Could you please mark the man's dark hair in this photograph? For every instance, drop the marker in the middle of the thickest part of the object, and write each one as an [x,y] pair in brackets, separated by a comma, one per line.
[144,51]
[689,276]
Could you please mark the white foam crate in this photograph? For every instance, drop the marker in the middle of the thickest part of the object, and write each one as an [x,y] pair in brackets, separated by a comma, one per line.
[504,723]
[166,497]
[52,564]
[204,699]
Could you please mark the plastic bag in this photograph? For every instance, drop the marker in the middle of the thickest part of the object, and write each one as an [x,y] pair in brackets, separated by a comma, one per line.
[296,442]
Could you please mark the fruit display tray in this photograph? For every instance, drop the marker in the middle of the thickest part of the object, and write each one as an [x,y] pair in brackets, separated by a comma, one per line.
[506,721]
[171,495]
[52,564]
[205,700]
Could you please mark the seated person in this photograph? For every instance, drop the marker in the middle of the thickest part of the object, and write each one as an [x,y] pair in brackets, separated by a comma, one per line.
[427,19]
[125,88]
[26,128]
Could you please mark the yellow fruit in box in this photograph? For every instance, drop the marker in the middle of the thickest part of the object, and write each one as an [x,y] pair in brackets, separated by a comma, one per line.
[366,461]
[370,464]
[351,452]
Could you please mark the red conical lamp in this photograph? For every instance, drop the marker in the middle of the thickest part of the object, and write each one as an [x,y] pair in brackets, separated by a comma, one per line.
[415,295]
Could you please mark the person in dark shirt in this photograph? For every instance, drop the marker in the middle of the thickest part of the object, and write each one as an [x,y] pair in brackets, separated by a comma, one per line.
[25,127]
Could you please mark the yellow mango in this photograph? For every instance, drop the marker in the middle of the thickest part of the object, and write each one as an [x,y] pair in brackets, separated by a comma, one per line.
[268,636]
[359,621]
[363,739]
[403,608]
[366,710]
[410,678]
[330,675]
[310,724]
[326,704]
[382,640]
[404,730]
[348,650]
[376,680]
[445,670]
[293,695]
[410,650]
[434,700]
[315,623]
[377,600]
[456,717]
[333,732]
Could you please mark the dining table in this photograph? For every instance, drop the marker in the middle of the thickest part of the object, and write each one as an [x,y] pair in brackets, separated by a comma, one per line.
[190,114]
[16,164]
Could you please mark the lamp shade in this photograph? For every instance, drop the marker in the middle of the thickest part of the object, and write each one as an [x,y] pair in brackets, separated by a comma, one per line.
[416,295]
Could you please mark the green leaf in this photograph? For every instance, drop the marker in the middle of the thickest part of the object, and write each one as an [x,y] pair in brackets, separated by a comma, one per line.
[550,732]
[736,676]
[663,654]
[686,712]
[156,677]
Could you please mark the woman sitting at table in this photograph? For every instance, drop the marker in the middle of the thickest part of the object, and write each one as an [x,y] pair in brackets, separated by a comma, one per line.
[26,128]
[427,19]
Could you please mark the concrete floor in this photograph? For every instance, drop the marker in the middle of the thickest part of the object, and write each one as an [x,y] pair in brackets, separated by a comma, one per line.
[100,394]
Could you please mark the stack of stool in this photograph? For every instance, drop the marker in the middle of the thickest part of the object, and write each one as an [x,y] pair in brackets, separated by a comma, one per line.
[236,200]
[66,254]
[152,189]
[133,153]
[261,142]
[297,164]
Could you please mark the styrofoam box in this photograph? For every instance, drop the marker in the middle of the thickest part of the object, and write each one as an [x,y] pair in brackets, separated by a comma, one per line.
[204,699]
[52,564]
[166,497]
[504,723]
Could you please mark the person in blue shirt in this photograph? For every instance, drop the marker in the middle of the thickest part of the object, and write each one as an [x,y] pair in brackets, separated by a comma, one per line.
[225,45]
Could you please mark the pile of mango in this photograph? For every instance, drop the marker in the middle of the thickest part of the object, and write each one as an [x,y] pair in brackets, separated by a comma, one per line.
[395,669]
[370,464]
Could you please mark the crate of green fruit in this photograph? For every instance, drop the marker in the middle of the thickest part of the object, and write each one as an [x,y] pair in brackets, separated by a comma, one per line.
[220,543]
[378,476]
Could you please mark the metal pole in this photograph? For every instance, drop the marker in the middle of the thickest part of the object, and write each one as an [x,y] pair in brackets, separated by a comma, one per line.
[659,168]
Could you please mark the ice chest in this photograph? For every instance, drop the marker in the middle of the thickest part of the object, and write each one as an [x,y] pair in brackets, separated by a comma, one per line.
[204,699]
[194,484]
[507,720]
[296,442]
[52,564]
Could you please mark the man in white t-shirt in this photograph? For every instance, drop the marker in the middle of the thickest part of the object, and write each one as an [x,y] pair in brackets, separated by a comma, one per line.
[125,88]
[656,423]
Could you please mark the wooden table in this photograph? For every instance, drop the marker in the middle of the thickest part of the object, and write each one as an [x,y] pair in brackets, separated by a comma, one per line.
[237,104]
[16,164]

• What you have to do: Please restate the data word for word, every record included.

• Answer to the problem:
Could you please mark the man's dark hair in this photograph? For every instance, drop the marker in the middle of the thickest part of the object, and write each one as an [x,y] pair in brackets, separated by a comma, one per line.
[144,51]
[689,276]
Could you please mark the white foam crate in this photograph? For every instance, drop the marker in the middle of the thickest part of the object, and write each one as an [x,y] pair in brackets, separated by a comma, one per line.
[504,723]
[166,497]
[52,564]
[204,699]
Could you please mark the plastic bag in this photograph? For every instance, drop the marker in the middle of the thickest part of the object, and write each one as an [x,y] pair in brackets, separated by a comma, one per line.
[296,442]
Could you please mark the fruit display tray in this photograph? For every instance, drop the marker in the middle of the thickest part of the object, and write each one as an [x,y] pair in brackets, separated by a comma, one per line.
[506,721]
[171,495]
[52,564]
[205,700]
Could you please mark the seated person in this photograph? For every instance, drop the marker in the middle of the thickest part of the object, and write each one as an [x,y] pair in brackets, separated by a comma, one per line.
[427,19]
[125,88]
[26,128]
Could you please mark the yellow fruit in box in this photograph? For every instance, drop the marker in the middle of the thickest part of the object, and write each one as an [x,y] pair in brackets, separated by a comma, one per line.
[366,461]
[370,464]
[351,452]
Could you please mark the red conical lamp in this photograph? For every instance, drop the marker in the middle of the thickest part of the object, and write each one as an [x,y] pair in brackets, separated by a comma, one per line.
[415,295]
Could you please mark the person in dark shirt in this photograph? For every instance, drop the marker in the middle of the thickest part of the object, and write each one as an [x,y] pair in brackets, separated by a comma, one per line.
[25,127]
Could you please mark the yellow mango in this photograph? For every instance, drop the marker in the middle of the thickest part of the object, and write each one as an [x,y] pair in brackets, separated by a comma, one per line.
[268,636]
[359,621]
[363,739]
[403,608]
[366,710]
[410,678]
[330,675]
[310,724]
[326,704]
[382,640]
[404,730]
[348,650]
[376,680]
[445,670]
[293,695]
[410,650]
[434,700]
[315,623]
[377,600]
[456,717]
[333,732]
Could you please mark the dining table in this photograph? For every instance, drop the marker in the middle of the thickest part of the object, and write each one as an [x,y] pair in brackets, separated by a comma, one per line.
[190,114]
[16,164]
Could you please mark the lamp shade in this photograph? For every instance, drop the marker in the middle of the thickest part of the object, and write each one as an [x,y] pair in brackets, separated by a comma, one per line.
[416,295]
Could you please mark the green leaf in this photograph? For every instance, drop the marker in the middle of the thickest part of the object, and write each one as an [x,y] pair in brackets, separated by a comma, one per line.
[550,732]
[736,676]
[663,654]
[686,712]
[156,677]
Could you please mark the woman sitting at table in this photograph? For every instance, drop the marker in the middle of the thickest part of the object, and write each one as an [x,y] pair in brackets, separated by a comma, one per line.
[26,128]
[427,19]
Could you please mark the concrete floor in this photograph? For every instance, drop the marker in the middle of the thickest part of the object, and write each one as an [x,y] pair in brackets, separated by a comma, one per line.
[100,394]
Could you please mark the stack of stool in this photograph? For every instance, drop the marker in the middle of the thickest part of the object, and write each one as an [x,y] pair in brackets, separated by a comma, one per line.
[236,200]
[66,254]
[152,189]
[133,153]
[261,142]
[297,164]
Could you please mark the styrofoam box in this photograph? For every instance, drop the marker in the middle of the thickest part of the object, and write each one as an [x,y] pair in brackets, separated by a comma, one per line.
[204,699]
[52,564]
[166,497]
[504,723]
Could you please mark the person in blue shirt in this photograph? For every instance, drop the marker in the middle of the thickest part of the object, and write each one as an [x,y] pair in brackets, separated by a comma, one per line.
[225,45]
Could you please mark the pile of mango in this photograph? For every instance, drop the marker in the middle of the thickest part of the object, and write each one as an [x,y] pair in brackets, separated by a comma, one per line.
[395,669]
[370,464]
Could you please mark the crate of green fruit in this photograph? For every instance, drop the marker in the middle of the thickest part of the object, and write each one as an [x,y] pair in brackets, separated by a comma, one per line.
[220,543]
[378,476]
Could you please mark the metal pole in this photograph? For every instance, drop the marker in the middle of the thickest part of the object, and write each one as an [x,y] pair in brackets, separated by a comma, one per line.
[659,168]
Could you please mark the ice chest in this photograph? For every instance, drop the marker in the middle of the thickest part of the object, and write each one as an [x,y] pair in brackets, separated by a comma, one per line.
[204,699]
[194,484]
[507,720]
[296,442]
[52,564]
Could you please mark the man in white t-shirt in this photograph? For every instance, drop the marker in the middle of the thickest part of the object, and write each one as an [x,y] pair in brackets, separated by a comma, one per line.
[125,88]
[656,423]
Could you please mark the wooden table in this photograph? For every instance, drop the marker in the middle of the thickest part of the object, and write each one as an [x,y] pair in brackets, separated by a comma, one per line.
[237,104]
[16,164]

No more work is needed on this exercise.